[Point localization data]
=== Begin Enclosure ===
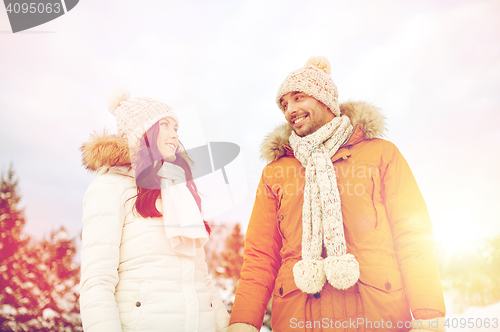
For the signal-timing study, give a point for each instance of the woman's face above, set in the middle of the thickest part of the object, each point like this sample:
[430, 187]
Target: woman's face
[168, 140]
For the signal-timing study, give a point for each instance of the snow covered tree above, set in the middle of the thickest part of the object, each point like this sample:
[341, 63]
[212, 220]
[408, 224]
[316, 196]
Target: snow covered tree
[232, 256]
[38, 279]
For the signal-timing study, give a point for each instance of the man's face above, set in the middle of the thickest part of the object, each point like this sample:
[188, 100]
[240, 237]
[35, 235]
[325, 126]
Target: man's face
[304, 113]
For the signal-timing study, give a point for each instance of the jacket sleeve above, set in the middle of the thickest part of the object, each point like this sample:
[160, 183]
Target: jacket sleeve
[221, 315]
[103, 217]
[262, 260]
[412, 233]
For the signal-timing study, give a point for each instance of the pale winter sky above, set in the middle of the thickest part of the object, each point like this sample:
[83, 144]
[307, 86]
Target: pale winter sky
[432, 66]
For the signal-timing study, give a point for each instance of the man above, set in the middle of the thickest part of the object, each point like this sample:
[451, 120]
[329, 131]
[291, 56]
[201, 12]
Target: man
[339, 233]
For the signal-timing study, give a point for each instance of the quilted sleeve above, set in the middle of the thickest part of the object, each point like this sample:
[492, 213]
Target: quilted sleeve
[103, 218]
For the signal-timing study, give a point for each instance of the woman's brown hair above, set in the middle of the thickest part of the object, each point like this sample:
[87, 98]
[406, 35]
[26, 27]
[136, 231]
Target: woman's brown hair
[148, 161]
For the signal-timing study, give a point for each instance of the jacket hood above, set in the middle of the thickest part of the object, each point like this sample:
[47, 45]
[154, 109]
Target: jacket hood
[105, 150]
[366, 115]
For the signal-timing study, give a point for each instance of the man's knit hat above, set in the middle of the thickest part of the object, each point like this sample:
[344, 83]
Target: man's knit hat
[134, 116]
[315, 80]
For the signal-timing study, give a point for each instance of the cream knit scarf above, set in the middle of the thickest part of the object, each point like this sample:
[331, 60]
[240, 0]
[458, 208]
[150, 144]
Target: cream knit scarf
[321, 213]
[182, 220]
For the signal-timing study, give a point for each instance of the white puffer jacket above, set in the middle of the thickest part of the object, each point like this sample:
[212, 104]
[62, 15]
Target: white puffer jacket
[131, 278]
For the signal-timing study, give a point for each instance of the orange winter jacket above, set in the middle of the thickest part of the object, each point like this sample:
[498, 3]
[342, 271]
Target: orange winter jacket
[386, 226]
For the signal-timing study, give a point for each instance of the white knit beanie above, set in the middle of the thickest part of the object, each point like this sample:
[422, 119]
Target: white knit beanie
[134, 116]
[315, 80]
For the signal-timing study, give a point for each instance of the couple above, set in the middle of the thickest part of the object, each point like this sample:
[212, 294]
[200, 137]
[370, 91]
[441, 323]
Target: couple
[339, 233]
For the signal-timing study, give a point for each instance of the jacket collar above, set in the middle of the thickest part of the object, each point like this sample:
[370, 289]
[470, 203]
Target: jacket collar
[366, 118]
[104, 151]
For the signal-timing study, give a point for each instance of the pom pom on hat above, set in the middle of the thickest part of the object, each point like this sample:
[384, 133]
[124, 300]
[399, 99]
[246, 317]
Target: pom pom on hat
[320, 62]
[116, 97]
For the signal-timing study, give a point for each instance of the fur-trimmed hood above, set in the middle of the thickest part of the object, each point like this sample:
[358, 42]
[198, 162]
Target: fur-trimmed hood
[104, 150]
[366, 115]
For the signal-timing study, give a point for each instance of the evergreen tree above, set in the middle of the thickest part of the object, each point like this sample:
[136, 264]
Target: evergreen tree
[39, 279]
[12, 241]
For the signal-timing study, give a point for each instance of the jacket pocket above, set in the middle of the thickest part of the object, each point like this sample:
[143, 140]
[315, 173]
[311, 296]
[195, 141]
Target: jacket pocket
[383, 295]
[137, 305]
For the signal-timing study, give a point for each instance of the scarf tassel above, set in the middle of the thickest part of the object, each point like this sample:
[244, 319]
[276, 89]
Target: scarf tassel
[310, 275]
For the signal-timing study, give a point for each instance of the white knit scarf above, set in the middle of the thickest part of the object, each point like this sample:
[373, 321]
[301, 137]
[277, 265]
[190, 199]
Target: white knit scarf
[182, 220]
[321, 213]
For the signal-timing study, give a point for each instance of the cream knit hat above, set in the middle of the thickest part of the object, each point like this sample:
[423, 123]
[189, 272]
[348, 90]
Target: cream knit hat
[134, 116]
[315, 80]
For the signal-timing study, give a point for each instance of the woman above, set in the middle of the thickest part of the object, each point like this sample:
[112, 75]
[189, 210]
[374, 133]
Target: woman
[143, 263]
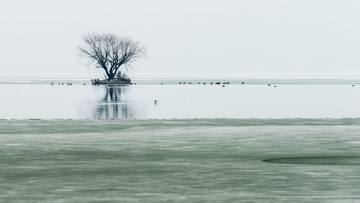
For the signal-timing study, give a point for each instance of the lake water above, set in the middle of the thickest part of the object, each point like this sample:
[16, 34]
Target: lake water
[199, 143]
[37, 99]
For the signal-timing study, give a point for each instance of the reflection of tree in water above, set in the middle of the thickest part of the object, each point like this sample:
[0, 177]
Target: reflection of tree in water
[113, 105]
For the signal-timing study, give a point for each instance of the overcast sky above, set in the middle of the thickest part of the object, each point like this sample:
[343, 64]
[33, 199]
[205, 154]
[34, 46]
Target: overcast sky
[191, 37]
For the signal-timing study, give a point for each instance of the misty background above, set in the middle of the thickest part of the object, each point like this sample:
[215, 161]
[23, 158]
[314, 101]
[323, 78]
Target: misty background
[186, 37]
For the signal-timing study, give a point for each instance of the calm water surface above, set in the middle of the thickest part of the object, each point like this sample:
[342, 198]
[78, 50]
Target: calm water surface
[40, 100]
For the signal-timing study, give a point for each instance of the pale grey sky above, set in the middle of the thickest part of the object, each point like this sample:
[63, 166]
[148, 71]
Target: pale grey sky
[192, 37]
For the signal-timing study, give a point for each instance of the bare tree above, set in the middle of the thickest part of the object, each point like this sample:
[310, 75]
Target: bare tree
[110, 52]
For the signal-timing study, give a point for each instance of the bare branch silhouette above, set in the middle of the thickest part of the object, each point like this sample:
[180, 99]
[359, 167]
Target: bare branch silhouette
[110, 52]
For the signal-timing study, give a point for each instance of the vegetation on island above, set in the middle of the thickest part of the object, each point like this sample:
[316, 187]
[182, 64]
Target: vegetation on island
[111, 53]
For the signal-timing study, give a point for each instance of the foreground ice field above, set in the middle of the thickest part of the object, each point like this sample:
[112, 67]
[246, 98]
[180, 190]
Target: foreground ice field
[204, 160]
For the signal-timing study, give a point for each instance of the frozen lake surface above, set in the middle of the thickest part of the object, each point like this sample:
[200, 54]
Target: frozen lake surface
[201, 160]
[37, 99]
[198, 144]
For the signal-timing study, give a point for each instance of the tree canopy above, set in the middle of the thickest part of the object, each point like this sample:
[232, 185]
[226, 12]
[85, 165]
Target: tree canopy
[110, 52]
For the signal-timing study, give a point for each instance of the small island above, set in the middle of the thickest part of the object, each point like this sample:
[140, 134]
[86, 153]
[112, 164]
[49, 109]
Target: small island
[111, 52]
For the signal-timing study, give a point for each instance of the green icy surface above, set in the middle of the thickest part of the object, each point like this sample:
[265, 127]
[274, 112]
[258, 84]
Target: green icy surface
[203, 160]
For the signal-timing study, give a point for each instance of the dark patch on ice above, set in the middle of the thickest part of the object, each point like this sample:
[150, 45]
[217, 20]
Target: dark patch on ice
[318, 160]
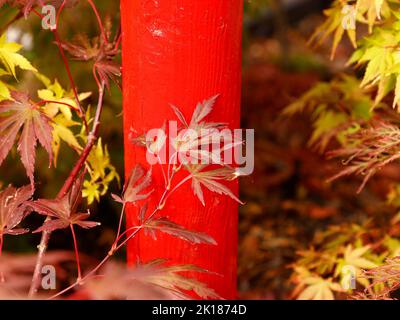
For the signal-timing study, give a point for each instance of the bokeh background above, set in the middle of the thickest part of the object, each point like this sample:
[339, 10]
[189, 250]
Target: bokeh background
[288, 201]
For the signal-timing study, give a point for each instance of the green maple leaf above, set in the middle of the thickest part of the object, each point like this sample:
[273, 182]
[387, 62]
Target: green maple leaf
[20, 114]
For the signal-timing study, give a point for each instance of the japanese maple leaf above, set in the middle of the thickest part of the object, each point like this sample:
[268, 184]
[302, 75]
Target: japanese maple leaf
[137, 182]
[22, 114]
[13, 208]
[101, 51]
[63, 210]
[27, 5]
[209, 179]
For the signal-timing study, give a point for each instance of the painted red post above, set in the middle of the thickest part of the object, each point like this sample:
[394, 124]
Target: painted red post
[182, 52]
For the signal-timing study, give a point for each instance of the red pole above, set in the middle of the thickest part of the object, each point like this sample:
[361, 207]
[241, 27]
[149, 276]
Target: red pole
[182, 52]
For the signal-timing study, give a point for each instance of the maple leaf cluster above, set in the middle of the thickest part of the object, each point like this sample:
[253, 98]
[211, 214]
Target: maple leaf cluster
[101, 51]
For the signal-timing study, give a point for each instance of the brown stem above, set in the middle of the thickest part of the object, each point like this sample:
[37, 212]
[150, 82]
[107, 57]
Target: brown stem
[115, 246]
[42, 247]
[1, 253]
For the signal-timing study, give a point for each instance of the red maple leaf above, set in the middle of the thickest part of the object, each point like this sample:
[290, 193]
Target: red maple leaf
[13, 208]
[23, 114]
[63, 210]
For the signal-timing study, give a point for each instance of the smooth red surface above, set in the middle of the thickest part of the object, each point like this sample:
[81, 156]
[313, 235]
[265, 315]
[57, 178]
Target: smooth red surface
[181, 52]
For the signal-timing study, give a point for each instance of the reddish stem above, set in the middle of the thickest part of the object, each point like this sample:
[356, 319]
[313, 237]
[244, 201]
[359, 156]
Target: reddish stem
[67, 185]
[1, 253]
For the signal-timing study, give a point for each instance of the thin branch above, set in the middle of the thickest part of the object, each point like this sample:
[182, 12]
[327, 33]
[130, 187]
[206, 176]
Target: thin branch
[76, 252]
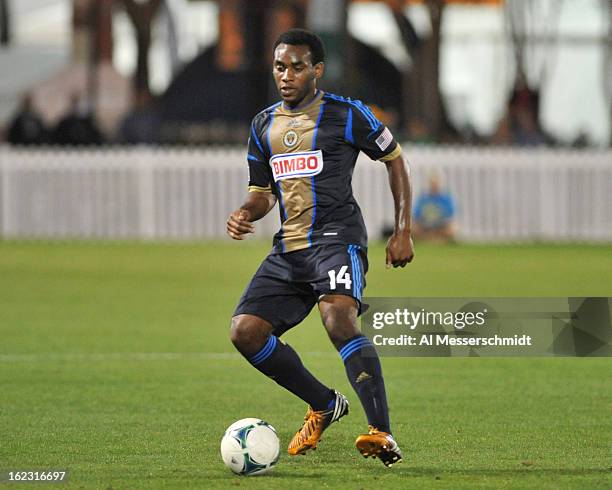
=== End Enclosure ===
» Your assignment:
An exact copy is required of the lines from the start of the records above through the line with "of the snow", and only those, without any pictures.

» Answer to this exercise:
For the signal-timing study, give a point for each instance of the woman's face above, set in the middle of the thickest part of the object, each point like this sample:
[430, 187]
Target: woman's face
[168, 140]
For the signal-timing study, give a point for each instance of the snow covered tree above, set in the middle of the thickest part of the object, each point like this sample:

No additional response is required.